**Отрывок:**
Читаем Барин и крестьянин в России IX–XIX веков. Влияние исторических событий на земельные отношения во времена Киевской Руси, в монгольский период и последние 150 лет крепостного права полностью

Сначала рескрипт и меморандум Ланского держались в секрете, но Александр быстро решил предать их гласности. 24 ноября по указанию царя Ланской разослал оба документа в качестве циркуляра губернаторам и предводителям дворянства каждой губернии. В сопроводительном письме Ланского каждому получателю сообщалось, что циркуляр предназначен «для вашего сведения и руководства на случай, если дворянство вверенной вам губернии выскажет аналогичные пожелания». 5 декабря в ответ на прошение дворян генерал-губернатору Санкт-Петербургской губернии был направлен рескрипт, аналогичный назимовскому. Спустя несколько дней рескрипт был опубликован в газетах. Планы царя сделались достоянием общественности. Теперь пути назад не было.

**Фрагменты записей:**
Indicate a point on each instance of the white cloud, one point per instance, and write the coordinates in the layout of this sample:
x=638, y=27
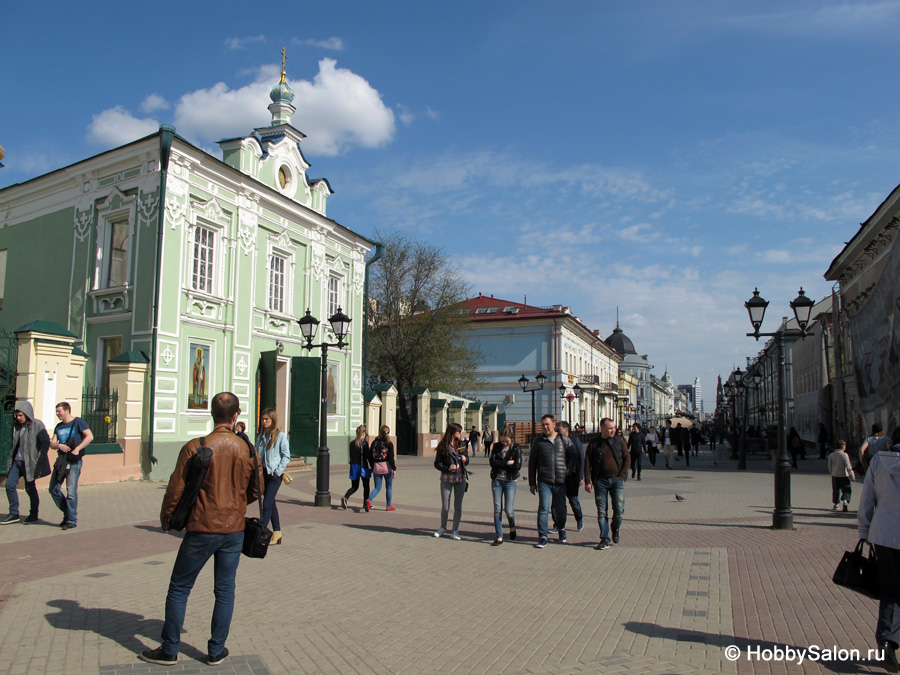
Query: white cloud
x=154, y=102
x=640, y=233
x=117, y=126
x=242, y=42
x=338, y=110
x=333, y=44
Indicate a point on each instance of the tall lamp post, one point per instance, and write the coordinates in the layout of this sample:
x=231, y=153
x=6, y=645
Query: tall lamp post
x=782, y=517
x=523, y=382
x=340, y=324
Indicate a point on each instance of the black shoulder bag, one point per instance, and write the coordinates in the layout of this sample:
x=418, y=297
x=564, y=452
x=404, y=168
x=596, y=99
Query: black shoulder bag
x=256, y=535
x=194, y=474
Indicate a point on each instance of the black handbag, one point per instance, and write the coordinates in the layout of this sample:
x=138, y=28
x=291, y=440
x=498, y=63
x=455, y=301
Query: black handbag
x=858, y=572
x=256, y=535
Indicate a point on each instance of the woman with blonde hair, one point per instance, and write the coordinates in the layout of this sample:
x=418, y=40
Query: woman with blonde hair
x=359, y=467
x=452, y=465
x=274, y=454
x=384, y=468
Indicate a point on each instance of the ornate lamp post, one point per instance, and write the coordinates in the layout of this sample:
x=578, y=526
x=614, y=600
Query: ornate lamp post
x=340, y=324
x=782, y=517
x=523, y=382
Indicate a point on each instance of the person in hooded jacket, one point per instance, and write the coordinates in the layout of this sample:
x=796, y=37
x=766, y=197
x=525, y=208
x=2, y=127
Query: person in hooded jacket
x=28, y=460
x=878, y=520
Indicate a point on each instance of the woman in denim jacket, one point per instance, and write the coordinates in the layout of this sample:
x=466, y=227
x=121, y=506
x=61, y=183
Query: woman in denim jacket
x=274, y=453
x=506, y=460
x=452, y=465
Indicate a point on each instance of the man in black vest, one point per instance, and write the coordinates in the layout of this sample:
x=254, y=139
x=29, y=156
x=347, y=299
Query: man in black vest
x=606, y=466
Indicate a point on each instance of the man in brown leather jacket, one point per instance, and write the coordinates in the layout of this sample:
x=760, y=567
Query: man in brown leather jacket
x=214, y=528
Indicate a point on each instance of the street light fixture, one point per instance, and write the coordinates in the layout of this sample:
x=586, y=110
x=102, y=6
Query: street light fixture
x=523, y=382
x=782, y=517
x=340, y=325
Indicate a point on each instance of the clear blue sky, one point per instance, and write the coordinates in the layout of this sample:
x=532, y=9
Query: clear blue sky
x=663, y=157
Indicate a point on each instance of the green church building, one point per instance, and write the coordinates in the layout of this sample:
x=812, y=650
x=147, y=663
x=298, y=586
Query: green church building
x=170, y=275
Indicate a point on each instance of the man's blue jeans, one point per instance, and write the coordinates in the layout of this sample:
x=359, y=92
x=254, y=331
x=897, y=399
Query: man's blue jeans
x=389, y=486
x=606, y=489
x=551, y=496
x=16, y=471
x=504, y=500
x=196, y=549
x=68, y=504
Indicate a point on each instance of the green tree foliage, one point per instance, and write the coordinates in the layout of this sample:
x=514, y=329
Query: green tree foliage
x=413, y=339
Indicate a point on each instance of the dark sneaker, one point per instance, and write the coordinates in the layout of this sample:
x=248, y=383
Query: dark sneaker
x=218, y=658
x=159, y=657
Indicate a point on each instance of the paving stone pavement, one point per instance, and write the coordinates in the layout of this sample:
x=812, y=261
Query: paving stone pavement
x=351, y=592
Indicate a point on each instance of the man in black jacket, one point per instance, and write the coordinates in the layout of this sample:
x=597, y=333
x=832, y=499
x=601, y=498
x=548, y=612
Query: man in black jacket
x=605, y=469
x=547, y=474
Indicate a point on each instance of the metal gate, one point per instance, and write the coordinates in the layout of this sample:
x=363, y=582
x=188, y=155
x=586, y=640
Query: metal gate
x=8, y=372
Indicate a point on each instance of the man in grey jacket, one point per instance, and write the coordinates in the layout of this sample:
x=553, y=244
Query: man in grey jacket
x=547, y=476
x=28, y=460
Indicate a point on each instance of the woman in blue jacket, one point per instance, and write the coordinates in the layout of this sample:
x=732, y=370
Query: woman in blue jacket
x=274, y=453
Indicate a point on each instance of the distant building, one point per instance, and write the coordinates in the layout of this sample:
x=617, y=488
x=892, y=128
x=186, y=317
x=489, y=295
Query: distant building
x=520, y=340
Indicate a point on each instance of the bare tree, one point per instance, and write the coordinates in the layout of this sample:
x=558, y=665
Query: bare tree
x=413, y=341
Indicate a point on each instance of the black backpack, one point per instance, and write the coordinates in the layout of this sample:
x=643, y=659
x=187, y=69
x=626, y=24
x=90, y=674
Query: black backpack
x=379, y=450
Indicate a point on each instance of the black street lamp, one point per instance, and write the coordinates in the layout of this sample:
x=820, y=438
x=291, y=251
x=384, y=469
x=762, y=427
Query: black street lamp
x=340, y=324
x=523, y=382
x=782, y=517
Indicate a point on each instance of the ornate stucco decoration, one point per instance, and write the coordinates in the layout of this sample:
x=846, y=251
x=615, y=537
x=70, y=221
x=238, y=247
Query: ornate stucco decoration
x=317, y=248
x=175, y=212
x=210, y=210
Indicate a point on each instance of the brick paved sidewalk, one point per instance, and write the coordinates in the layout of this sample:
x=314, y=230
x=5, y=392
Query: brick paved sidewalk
x=376, y=593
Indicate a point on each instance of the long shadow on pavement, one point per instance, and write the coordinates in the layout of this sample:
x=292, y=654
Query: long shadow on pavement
x=113, y=624
x=653, y=630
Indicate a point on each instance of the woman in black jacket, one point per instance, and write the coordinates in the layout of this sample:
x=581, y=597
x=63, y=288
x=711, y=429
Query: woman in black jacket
x=359, y=467
x=452, y=465
x=506, y=460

**Задание 1:** Перепишите из отрывка текст от «Сначала рескрипт и» до «назад не было.», включая оба эти места.
**Задание 2:** Какого числа Ланской по указанию царя разослал оба документа губернаторам и предводителям дворянства, согласно отрывку?

**Ответ 1:**
Сначала рескрипт и меморандум Ланского держались в секрете, но Александр быстро решил предать их гласности. 24 ноября по указанию царя Ланской разослал оба документа в качестве циркуляра губернаторам и предводителям дворянства каждой губернии. В сопроводительном письме Ланского каждому получателю сообщалось, что циркуляр предназначен «для вашего сведения и руководства на случай, если дворянство вверенной вам губернии выскажет аналогичные пожелания». 5 декабря в ответ на прошение дворян генерал-губернатору Санкт-Петербургской губернии был направлен рескрипт, аналогичный назимовскому. Спустя несколько дней рескрипт был опубликован в газетах. Планы царя сделались достоянием общественности. Теперь пути назад не было.

**Ответ 2:** 24 ноября.